Цель задания: Повторите дословно фрагмент текста о трибунале в Петркове, начиная со слов «С тех пор, как» и до слов «его юридической службы.» включительно.

Исходный текст:
▬▬▬▬▬▬
Текст книги "Мемуары"


Автор книги: Станислав Понятовский



сообщить о нарушении

Текущая страница: 3 (всего у книги 31 страниц)

IV

Проведя примерно год рядом с дядей-подканцлером, я имел полную возможность убедиться, что многое, и в малом, и в большом, зиждется на незаслуженных репутациях. Политическое воспитание, которое, как предполагалось, я должен был получить в этом доме, почти ничего не стоило. Я в жизни так не бездельничал; дядя не давал мне никаких поручений и лишь изредка осведомлялся у своего первого секретаря, не просил ли я какого-либо дела. Я мог предаваться чему угодно – никто не заметил бы этого; дядя же полагал, что воспитывает меня, сообщая мне, время от времени, прописные истины. Единственным реально полезным, что я извлёк за время своего обучения, было умение разбираться в связях и взаимозависимостях, способствовавших дядиной популярности, особенно в Литве. И я подумал, признаться, что когда родители, заботясь о воспитании своих детей, отправляют их куда-нибудь далеко, пусть к людям, о которых они самого высокого мнения, они должны непременно давать детям задание – что читать, над чем работать, делать выписки, анализы, заметки и пр. – и проверять потом, как задание выполнено, чтобы предохранить детей хотя бы от праздности и приучить их трудиться, если, конечно, родителям не известно достоверно, что всё это делает тот, кому они доверили своих детей.

Но вот однажды меня послали на учреждение очередного трибунала в Петркове – и совершенно новое действо развернулось предо мной.

Чтобы пояснить, что именно тогда произошло, необходимо рассказать, чем должно было быть и чем стало на самом деле ежегодное учреждение – его называли также «Возрождением» – наших трибуналов, и почему моя семья в том году приняла в этом участие.

С тех пор, как король Стефан Баторий[18]18
  Баторий Стефан (1533—1586) – крупный европейский политический и военный деятель XVI века; в 1575—1586 гг. – польский король.


[Закрыть]
основал независимый суд, называвшийся у нас попросту трибуналом, а в 1726 году в положение о трибунале были внесены некоторые изменения, все провинции короны были обязаны избирать двоих или троих представителей каждая, с тем, чтобы они собирались в Петркове и составляли все вместе трибунал – высшую инстанцию для всех судов королевства на год. Прежде чем занять, однако, свои места в городской ратуше, депутаты должны были подтвердить законность своего избрания перед должностными лицами, коими являлись судья и нотариус провинции, а если они отсутствовали – петрковский градоначальник или чины его юридической службы.

Законность же избрания депутатов обеспечивалась единогласием всех, присутствовавших на сеймике той или иной провинции и обладавших правом голоса; для того, чтобы опротестовать выборы и помешать приведению претендента к присяге (разрешение присягать давали упомянутые официальные лица, убедившись в том, что избрание было проведено надлежащим образом), достаточно было составить и заверить на сеймике, выдвинувшем оспариваемого кандидата, протест – его называли манифестом, – где было бы сказано, что такие-то и такие-то дворяне данной провинции открыто протестовали на сеймике против избрания депутатом такого-то. Подставить выборам ножку можно было, кроме того, и вручив тем же должностным лицам документ, порочащий претендента, например, приговор, заочно вынесенный ему каким-либо судом королевства ещё до выборов его депутатом...
▬▬▬▬▬▬
Исходные данные:

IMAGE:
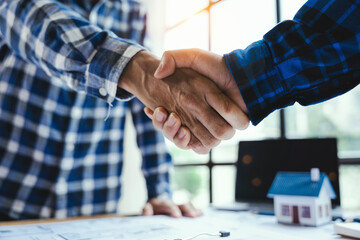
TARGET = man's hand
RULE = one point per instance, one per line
(156, 207)
(208, 64)
(197, 101)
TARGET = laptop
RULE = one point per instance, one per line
(259, 161)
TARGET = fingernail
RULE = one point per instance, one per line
(171, 121)
(182, 133)
(160, 116)
(161, 65)
(177, 214)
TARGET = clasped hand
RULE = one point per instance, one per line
(231, 111)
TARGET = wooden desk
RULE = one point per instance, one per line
(52, 220)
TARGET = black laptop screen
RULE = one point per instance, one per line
(259, 161)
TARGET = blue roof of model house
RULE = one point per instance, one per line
(300, 184)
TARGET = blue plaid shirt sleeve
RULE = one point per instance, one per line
(66, 45)
(307, 60)
(157, 162)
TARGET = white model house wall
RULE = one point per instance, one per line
(300, 202)
(323, 208)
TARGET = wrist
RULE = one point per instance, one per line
(135, 74)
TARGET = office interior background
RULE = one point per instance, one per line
(222, 26)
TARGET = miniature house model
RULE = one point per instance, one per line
(302, 198)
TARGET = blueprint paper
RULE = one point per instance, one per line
(242, 226)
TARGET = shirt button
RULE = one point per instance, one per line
(103, 92)
(70, 147)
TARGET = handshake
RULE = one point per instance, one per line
(190, 95)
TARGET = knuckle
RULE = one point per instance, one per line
(227, 106)
(245, 125)
(224, 132)
(211, 142)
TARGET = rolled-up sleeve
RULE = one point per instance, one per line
(65, 45)
(307, 60)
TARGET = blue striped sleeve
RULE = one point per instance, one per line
(307, 60)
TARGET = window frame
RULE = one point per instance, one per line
(211, 164)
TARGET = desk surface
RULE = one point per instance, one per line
(242, 225)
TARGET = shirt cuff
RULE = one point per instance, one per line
(106, 67)
(258, 80)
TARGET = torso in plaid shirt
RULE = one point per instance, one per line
(58, 76)
(308, 60)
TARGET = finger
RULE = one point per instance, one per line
(189, 210)
(197, 146)
(229, 110)
(149, 113)
(148, 210)
(159, 117)
(165, 207)
(197, 59)
(182, 138)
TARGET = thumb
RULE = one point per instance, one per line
(148, 210)
(166, 67)
(171, 60)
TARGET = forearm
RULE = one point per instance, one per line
(64, 45)
(307, 60)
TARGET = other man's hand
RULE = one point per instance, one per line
(208, 64)
(196, 100)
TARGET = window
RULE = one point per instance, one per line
(305, 212)
(285, 210)
(222, 26)
(327, 209)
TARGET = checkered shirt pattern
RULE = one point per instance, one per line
(60, 62)
(310, 59)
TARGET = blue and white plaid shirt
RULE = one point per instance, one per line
(310, 59)
(59, 70)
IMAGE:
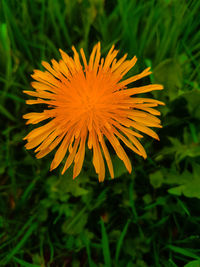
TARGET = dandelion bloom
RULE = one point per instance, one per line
(89, 103)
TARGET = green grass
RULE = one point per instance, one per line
(147, 218)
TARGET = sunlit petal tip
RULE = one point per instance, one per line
(89, 102)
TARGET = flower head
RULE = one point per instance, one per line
(87, 104)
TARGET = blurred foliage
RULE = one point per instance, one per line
(148, 218)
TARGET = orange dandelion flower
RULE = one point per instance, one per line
(87, 104)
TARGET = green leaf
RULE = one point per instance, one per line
(195, 263)
(105, 245)
(169, 73)
(156, 179)
(188, 183)
(25, 263)
(120, 241)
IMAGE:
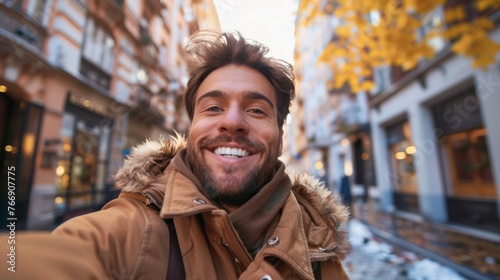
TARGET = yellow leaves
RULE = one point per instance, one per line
(308, 10)
(344, 31)
(478, 46)
(422, 7)
(367, 85)
(384, 32)
(454, 14)
(482, 5)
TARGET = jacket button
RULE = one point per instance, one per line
(199, 201)
(273, 241)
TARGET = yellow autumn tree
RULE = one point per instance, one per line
(384, 32)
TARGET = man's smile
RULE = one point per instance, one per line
(231, 152)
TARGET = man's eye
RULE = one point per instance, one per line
(257, 111)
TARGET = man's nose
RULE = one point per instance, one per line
(233, 121)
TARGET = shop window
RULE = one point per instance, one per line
(81, 170)
(469, 163)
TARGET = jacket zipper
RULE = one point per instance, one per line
(236, 262)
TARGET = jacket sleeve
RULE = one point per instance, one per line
(125, 240)
(38, 255)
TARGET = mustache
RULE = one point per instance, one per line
(240, 139)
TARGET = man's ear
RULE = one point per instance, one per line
(280, 147)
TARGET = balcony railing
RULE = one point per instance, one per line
(146, 106)
(15, 20)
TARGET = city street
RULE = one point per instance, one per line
(373, 258)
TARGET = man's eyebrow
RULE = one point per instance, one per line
(211, 94)
(258, 96)
(247, 95)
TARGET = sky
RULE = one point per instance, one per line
(271, 22)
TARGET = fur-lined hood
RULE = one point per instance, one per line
(149, 159)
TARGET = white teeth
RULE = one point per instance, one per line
(231, 152)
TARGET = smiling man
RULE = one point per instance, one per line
(219, 206)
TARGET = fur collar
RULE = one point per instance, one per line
(150, 159)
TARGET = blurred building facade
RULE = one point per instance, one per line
(330, 128)
(81, 82)
(423, 143)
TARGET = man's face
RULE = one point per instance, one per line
(234, 139)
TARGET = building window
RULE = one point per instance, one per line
(465, 152)
(401, 156)
(469, 163)
(98, 46)
(81, 169)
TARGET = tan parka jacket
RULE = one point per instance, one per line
(129, 238)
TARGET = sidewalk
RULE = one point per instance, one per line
(472, 256)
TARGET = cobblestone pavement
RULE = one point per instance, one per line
(476, 254)
(373, 258)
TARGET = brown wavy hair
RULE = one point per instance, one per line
(210, 50)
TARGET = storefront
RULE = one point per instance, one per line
(83, 157)
(403, 169)
(466, 162)
(19, 132)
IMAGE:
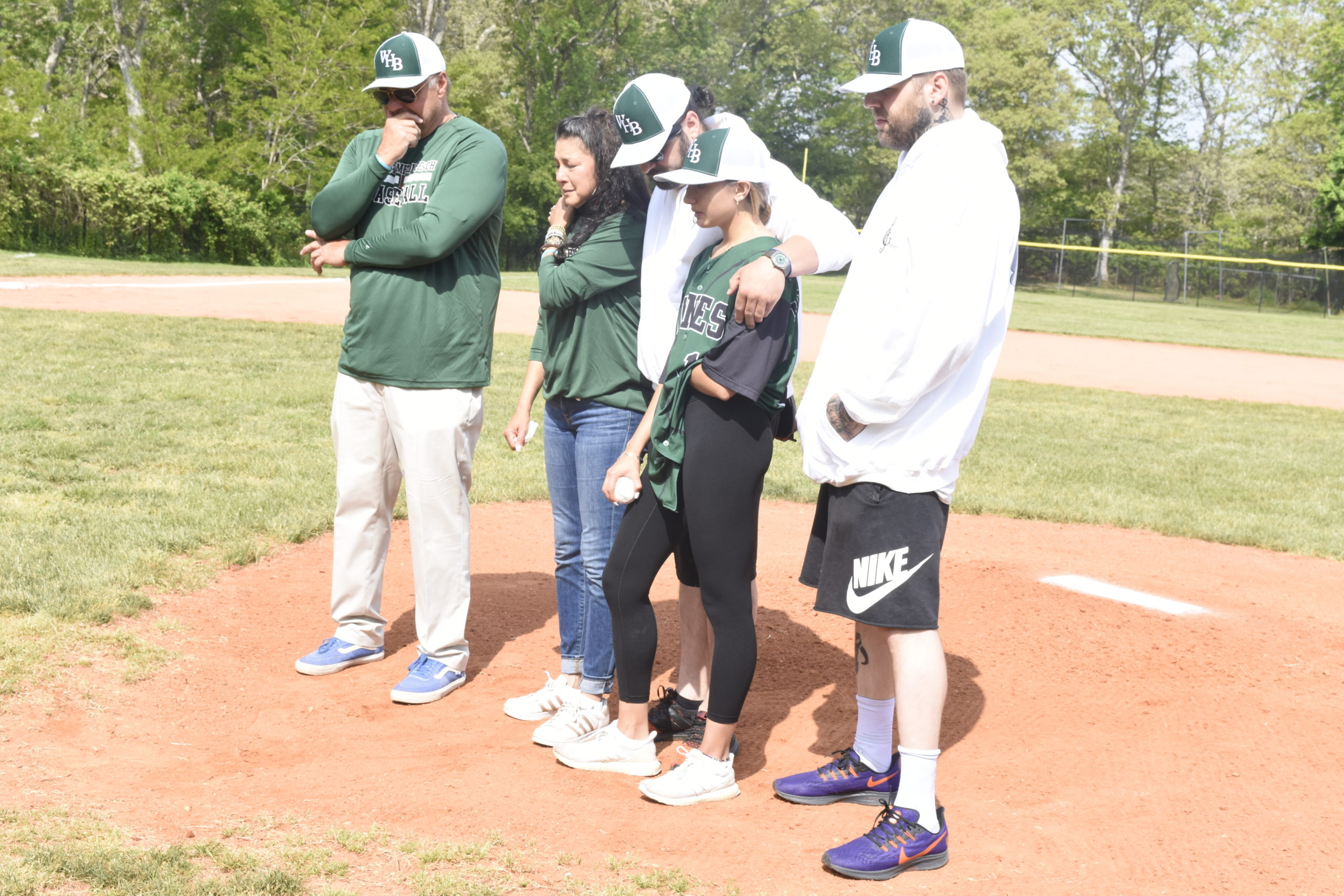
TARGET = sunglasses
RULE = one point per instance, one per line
(404, 94)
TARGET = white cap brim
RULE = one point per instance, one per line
(640, 152)
(872, 83)
(397, 83)
(685, 176)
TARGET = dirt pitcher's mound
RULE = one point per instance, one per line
(1092, 747)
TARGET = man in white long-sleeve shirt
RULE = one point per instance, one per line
(659, 117)
(891, 409)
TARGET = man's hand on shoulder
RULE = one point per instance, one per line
(841, 419)
(323, 253)
(401, 132)
(757, 288)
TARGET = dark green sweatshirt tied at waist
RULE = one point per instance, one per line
(754, 363)
(424, 256)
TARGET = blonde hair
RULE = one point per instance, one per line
(760, 199)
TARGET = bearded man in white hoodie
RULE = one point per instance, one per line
(893, 406)
(659, 117)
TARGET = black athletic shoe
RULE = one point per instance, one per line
(668, 718)
(694, 736)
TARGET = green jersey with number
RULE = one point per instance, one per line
(754, 363)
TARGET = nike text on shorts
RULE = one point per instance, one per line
(873, 555)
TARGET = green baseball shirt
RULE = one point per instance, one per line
(754, 363)
(424, 256)
(591, 319)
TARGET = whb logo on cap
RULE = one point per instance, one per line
(706, 152)
(887, 45)
(397, 58)
(635, 116)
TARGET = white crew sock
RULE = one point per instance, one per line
(873, 734)
(918, 773)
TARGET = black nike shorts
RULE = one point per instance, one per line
(873, 555)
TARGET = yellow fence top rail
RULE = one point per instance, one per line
(1182, 256)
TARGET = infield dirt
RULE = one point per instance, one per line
(1090, 747)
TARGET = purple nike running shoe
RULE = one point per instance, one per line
(898, 842)
(844, 779)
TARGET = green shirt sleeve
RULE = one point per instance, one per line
(471, 191)
(606, 260)
(343, 201)
(538, 352)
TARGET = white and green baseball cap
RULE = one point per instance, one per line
(647, 112)
(911, 47)
(723, 154)
(406, 61)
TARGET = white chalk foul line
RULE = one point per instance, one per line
(1096, 589)
(288, 281)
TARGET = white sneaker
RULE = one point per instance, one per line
(608, 750)
(699, 779)
(577, 718)
(542, 703)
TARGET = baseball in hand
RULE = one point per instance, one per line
(531, 431)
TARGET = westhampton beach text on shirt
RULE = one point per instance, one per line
(407, 182)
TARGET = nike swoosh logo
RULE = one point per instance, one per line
(858, 604)
(902, 859)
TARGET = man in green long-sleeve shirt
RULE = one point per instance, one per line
(414, 210)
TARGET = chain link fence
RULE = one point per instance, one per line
(1230, 282)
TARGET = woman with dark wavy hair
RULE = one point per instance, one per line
(584, 363)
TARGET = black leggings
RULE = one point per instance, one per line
(728, 452)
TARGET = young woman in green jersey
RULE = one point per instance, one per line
(584, 364)
(709, 431)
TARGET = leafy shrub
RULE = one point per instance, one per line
(118, 212)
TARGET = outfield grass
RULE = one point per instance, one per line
(62, 852)
(1090, 312)
(1232, 472)
(47, 265)
(1043, 309)
(147, 452)
(144, 453)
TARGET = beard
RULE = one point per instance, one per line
(662, 168)
(905, 128)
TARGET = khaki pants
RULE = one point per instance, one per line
(382, 434)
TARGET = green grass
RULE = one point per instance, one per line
(1232, 472)
(1090, 312)
(148, 452)
(145, 453)
(45, 265)
(1230, 327)
(49, 851)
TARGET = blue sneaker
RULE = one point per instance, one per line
(335, 655)
(846, 779)
(428, 680)
(898, 842)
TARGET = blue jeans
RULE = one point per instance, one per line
(582, 441)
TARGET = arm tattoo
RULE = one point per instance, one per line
(841, 419)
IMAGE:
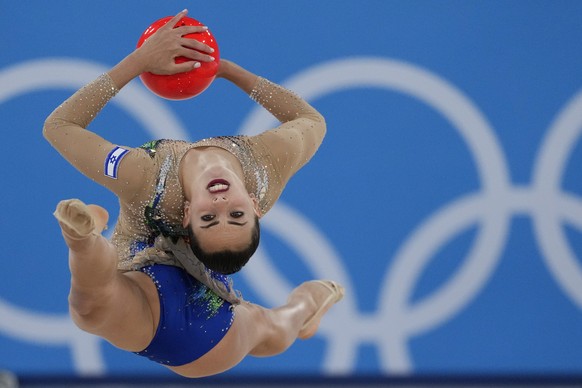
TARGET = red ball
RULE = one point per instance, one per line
(185, 85)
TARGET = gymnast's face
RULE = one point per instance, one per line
(221, 212)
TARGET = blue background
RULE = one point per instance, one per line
(388, 164)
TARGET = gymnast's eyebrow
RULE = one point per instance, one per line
(217, 222)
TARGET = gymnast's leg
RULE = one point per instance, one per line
(121, 308)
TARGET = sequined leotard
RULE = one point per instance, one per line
(268, 160)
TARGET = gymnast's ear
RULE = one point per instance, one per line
(186, 220)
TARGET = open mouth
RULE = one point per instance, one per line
(218, 186)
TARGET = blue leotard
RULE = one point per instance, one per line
(193, 319)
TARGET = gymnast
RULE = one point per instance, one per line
(188, 217)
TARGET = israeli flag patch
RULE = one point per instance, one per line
(112, 161)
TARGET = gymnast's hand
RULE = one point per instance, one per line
(158, 53)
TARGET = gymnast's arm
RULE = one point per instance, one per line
(302, 129)
(66, 126)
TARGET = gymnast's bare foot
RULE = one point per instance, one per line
(79, 221)
(327, 294)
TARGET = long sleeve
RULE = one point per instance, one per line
(66, 130)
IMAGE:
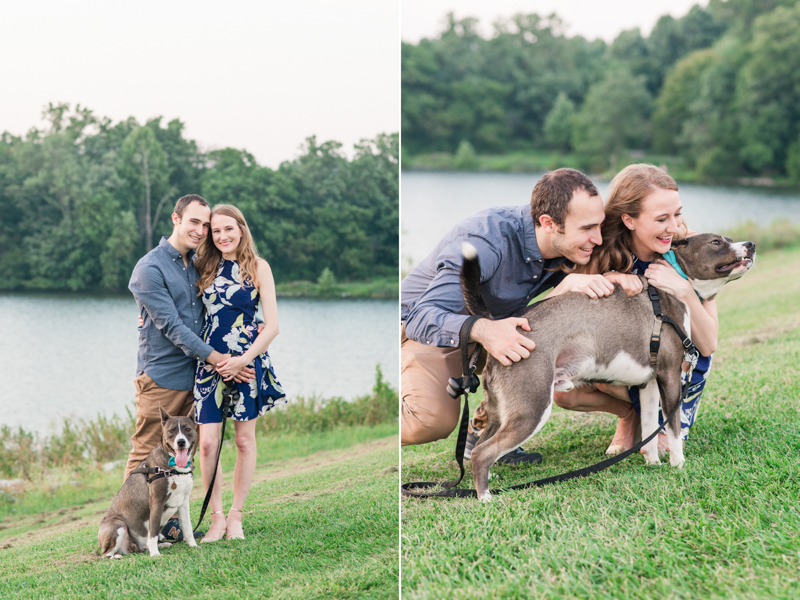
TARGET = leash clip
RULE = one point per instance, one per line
(457, 386)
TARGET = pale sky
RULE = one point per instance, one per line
(602, 19)
(256, 75)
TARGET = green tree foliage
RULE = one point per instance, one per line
(613, 117)
(83, 199)
(558, 124)
(681, 88)
(769, 90)
(723, 83)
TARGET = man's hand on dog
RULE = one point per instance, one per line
(631, 284)
(594, 286)
(502, 340)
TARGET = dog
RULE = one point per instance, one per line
(148, 500)
(580, 341)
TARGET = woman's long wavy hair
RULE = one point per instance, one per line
(209, 256)
(625, 196)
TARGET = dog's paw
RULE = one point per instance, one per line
(678, 463)
(615, 449)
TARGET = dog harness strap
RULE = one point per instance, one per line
(655, 342)
(411, 489)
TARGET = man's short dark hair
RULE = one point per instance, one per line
(182, 203)
(553, 192)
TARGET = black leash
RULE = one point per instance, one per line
(229, 395)
(464, 385)
(409, 489)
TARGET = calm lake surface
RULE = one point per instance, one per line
(432, 203)
(66, 355)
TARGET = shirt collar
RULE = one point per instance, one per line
(170, 249)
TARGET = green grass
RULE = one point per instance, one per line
(723, 527)
(65, 469)
(322, 526)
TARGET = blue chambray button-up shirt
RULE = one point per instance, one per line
(513, 272)
(172, 313)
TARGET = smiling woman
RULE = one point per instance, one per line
(234, 282)
(643, 216)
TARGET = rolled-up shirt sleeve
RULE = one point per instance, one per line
(149, 288)
(438, 315)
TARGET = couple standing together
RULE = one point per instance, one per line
(198, 293)
(567, 241)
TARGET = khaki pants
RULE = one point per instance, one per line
(148, 416)
(428, 412)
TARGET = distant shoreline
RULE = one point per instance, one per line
(540, 162)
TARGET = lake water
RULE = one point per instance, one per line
(65, 355)
(433, 202)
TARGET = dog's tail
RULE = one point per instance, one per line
(471, 282)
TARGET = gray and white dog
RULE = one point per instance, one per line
(580, 341)
(140, 509)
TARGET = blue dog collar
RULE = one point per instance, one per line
(184, 469)
(673, 262)
(670, 258)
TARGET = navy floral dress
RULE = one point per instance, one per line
(691, 405)
(230, 328)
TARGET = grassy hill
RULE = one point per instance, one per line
(318, 524)
(723, 527)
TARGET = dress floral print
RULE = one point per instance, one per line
(230, 328)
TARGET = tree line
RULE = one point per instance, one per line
(719, 86)
(83, 198)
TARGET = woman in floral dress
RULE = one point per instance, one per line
(233, 281)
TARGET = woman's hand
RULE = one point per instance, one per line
(662, 275)
(594, 286)
(631, 284)
(230, 368)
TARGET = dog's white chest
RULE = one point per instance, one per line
(622, 370)
(179, 487)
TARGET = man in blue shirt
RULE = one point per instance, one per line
(522, 250)
(164, 283)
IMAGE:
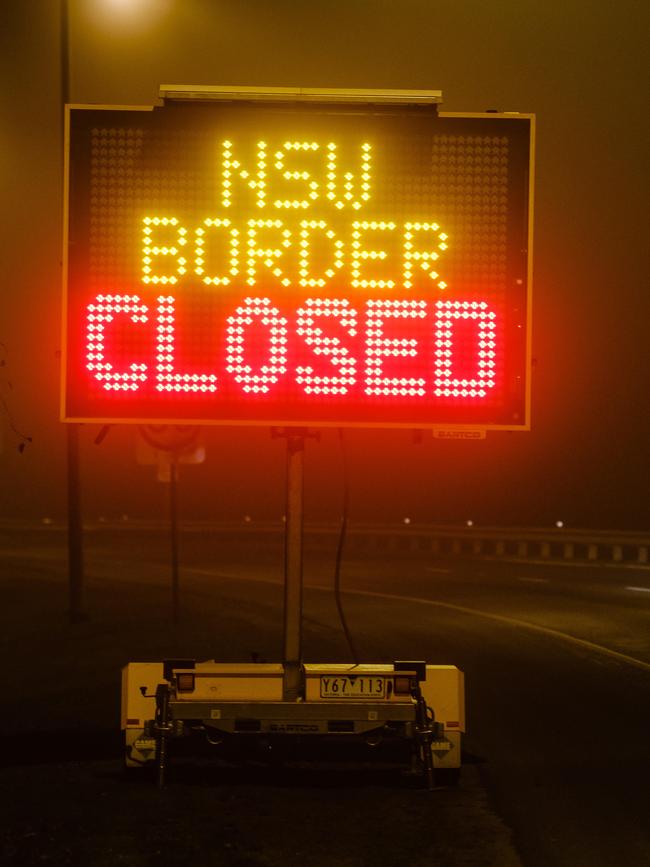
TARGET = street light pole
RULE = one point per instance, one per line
(75, 528)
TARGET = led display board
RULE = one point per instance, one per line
(308, 263)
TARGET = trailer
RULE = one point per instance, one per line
(413, 709)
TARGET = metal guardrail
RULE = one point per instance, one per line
(525, 543)
(512, 543)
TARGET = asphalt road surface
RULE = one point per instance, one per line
(556, 659)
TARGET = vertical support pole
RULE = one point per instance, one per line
(75, 529)
(173, 528)
(293, 568)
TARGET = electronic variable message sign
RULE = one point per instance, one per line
(297, 262)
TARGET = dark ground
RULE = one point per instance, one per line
(66, 798)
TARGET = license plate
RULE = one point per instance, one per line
(352, 686)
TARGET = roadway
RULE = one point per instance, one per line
(556, 658)
(557, 665)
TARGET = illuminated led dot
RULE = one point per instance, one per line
(166, 379)
(330, 347)
(268, 374)
(446, 385)
(379, 347)
(421, 258)
(348, 196)
(104, 311)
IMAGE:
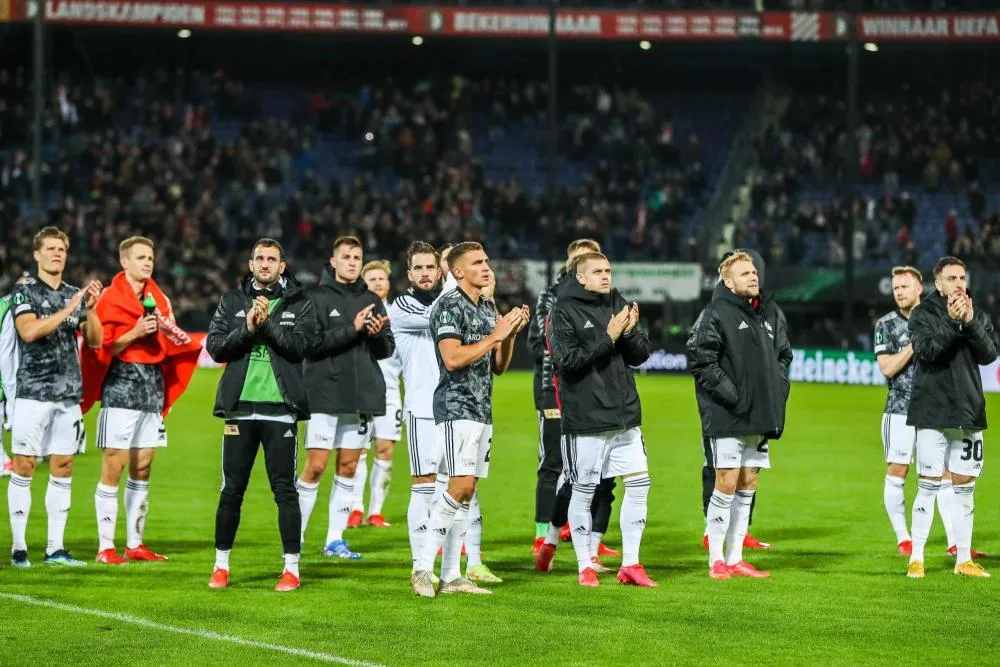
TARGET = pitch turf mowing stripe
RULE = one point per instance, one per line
(193, 632)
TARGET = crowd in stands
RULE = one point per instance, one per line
(143, 156)
(927, 166)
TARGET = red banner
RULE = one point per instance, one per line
(512, 23)
(929, 27)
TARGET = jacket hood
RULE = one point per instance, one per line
(426, 297)
(329, 279)
(288, 284)
(574, 290)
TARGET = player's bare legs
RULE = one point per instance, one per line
(895, 504)
(381, 476)
(308, 483)
(341, 502)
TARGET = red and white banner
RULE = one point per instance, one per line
(519, 23)
(929, 27)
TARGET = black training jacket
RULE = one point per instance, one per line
(947, 387)
(342, 371)
(596, 382)
(739, 355)
(288, 333)
(544, 380)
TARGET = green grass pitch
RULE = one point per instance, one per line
(838, 593)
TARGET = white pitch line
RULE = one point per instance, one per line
(193, 632)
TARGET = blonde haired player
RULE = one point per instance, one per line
(387, 428)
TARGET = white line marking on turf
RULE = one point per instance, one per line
(193, 632)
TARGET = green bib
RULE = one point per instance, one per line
(4, 308)
(260, 385)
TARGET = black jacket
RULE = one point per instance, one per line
(596, 384)
(288, 333)
(947, 388)
(544, 380)
(739, 356)
(342, 371)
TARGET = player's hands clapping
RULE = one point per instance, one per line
(525, 318)
(960, 307)
(618, 323)
(506, 325)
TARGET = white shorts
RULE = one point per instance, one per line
(596, 456)
(749, 451)
(338, 432)
(390, 425)
(118, 428)
(46, 429)
(466, 448)
(959, 451)
(898, 439)
(426, 448)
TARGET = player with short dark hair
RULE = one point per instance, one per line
(472, 345)
(951, 339)
(47, 417)
(346, 387)
(387, 429)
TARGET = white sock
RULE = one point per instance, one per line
(58, 498)
(946, 508)
(720, 509)
(895, 506)
(381, 476)
(738, 523)
(292, 563)
(451, 552)
(580, 519)
(418, 515)
(442, 517)
(963, 517)
(360, 480)
(474, 534)
(341, 500)
(19, 507)
(307, 501)
(106, 505)
(632, 518)
(595, 541)
(923, 516)
(136, 509)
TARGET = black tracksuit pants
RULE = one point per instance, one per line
(551, 505)
(708, 479)
(240, 443)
▬▬▬▬▬▬
Ответ на задание:
С тех пор, как король Стефан Баторий[18]18
  Баторий Стефан (1533—1586) – крупный европейский политический и военный деятель XVI века; в 1575—1586 гг. – польский король.


[Закрыть]
основал независимый суд, называвшийся у нас попросту трибуналом, а в 1726 году в положение о трибунале были внесены некоторые изменения, все провинции короны были обязаны избирать двоих или троих представителей каждая, с тем, чтобы они собирались в Петркове и составляли все вместе трибунал – высшую инстанцию для всех судов королевства на год. Прежде чем занять, однако, свои места в городской ратуше, депутаты должны были подтвердить законность своего избрания перед должностными лицами, коими являлись судья и нотариус провинции, а если они отсутствовали – петрковский градоначальник или чины его юридической службы.